▸ Problem
Copy all of the records below word for word, and leave the picture out of your copy.

▸ Task inputs
━━━━━━━━━━━━━━━━━━━━━━━━━━━━━━

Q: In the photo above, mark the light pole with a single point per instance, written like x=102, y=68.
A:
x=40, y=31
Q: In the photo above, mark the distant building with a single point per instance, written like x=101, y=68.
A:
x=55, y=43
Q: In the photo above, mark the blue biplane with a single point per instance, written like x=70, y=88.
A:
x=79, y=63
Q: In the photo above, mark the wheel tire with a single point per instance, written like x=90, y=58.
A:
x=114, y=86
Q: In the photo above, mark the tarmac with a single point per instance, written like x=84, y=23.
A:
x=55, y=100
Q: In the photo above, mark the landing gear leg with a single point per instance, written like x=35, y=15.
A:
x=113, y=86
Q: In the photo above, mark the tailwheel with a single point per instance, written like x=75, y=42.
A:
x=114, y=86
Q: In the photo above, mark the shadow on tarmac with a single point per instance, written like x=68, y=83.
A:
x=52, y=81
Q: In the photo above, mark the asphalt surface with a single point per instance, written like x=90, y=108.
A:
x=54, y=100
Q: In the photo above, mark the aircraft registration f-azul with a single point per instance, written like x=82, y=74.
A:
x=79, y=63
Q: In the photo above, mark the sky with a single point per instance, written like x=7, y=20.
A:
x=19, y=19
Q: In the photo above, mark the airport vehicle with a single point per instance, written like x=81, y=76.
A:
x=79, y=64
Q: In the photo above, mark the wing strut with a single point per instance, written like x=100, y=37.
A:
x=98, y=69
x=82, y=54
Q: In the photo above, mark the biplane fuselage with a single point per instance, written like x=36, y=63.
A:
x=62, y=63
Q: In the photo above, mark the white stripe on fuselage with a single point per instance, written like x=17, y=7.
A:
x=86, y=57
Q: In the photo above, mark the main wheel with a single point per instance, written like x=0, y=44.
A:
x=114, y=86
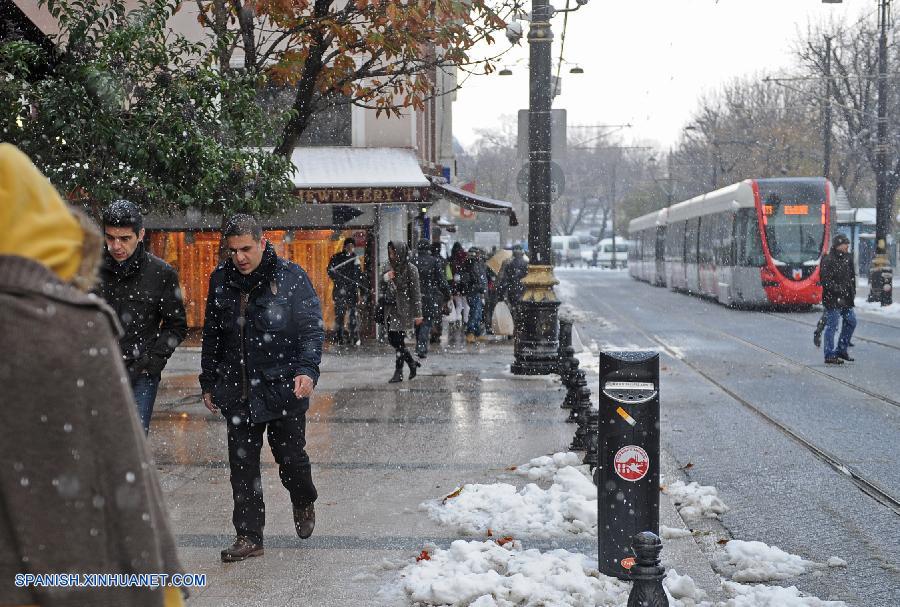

━━━━━━━━━━━━━━━━━━━━━━━━━━━━━━

▸ Solution to this problem
Q: In the photo above, mark the light pole with a single point per instance, written like x=102, y=68.
A:
x=40, y=31
Q: In the photo above, mark the distant building with a single point per instance, written like x=101, y=68.
A:
x=55, y=43
Q: In the photo above, mark the blue biplane with a single point per instance, written like x=70, y=88.
A:
x=79, y=63
Q: In the photo above, mark the wheel tire with a single point per instance, written like x=90, y=58.
A:
x=114, y=86
Q: In the photo above, mark the tarmac with a single point per instance, written like x=84, y=23.
A:
x=55, y=100
Q: In the photo above, mark the landing gear leg with a single point per instance, written like x=35, y=15.
A:
x=113, y=86
Q: In the photo above, mark the tailwheel with a single point per instance, written like x=75, y=42.
A:
x=114, y=86
Q: In the photo above, mark the shadow on tarmac with a single point per instance, written like x=68, y=83.
A:
x=52, y=81
Q: In the photo above, mark the asphalt surface with a single point per instance, written like x=90, y=108.
A:
x=54, y=100
Q: In the photo above, mark the aircraft registration f-azul with a single point per instance, written like x=82, y=74.
A:
x=79, y=63
Q: In the photo above, mark the sky with a single point per instance, written like x=7, y=20.
A:
x=19, y=19
Q: In the photo above, mark the airport vehicle with a single point per instance, written like x=81, y=76.
A:
x=79, y=64
Q: In the photo above, mark the wing strut with a single point per instance, written like x=100, y=37.
A:
x=98, y=69
x=82, y=54
Q: In the photo above, mark the biplane fuselage with a single point per instance, written like x=36, y=63.
A:
x=62, y=63
Q: In the photo above, mark the white stripe on fuselage with a single point per instance, written like x=17, y=7.
A:
x=86, y=57
Q: In the photo above, mark the main wheel with a single point per instance, written like x=0, y=44.
A:
x=114, y=86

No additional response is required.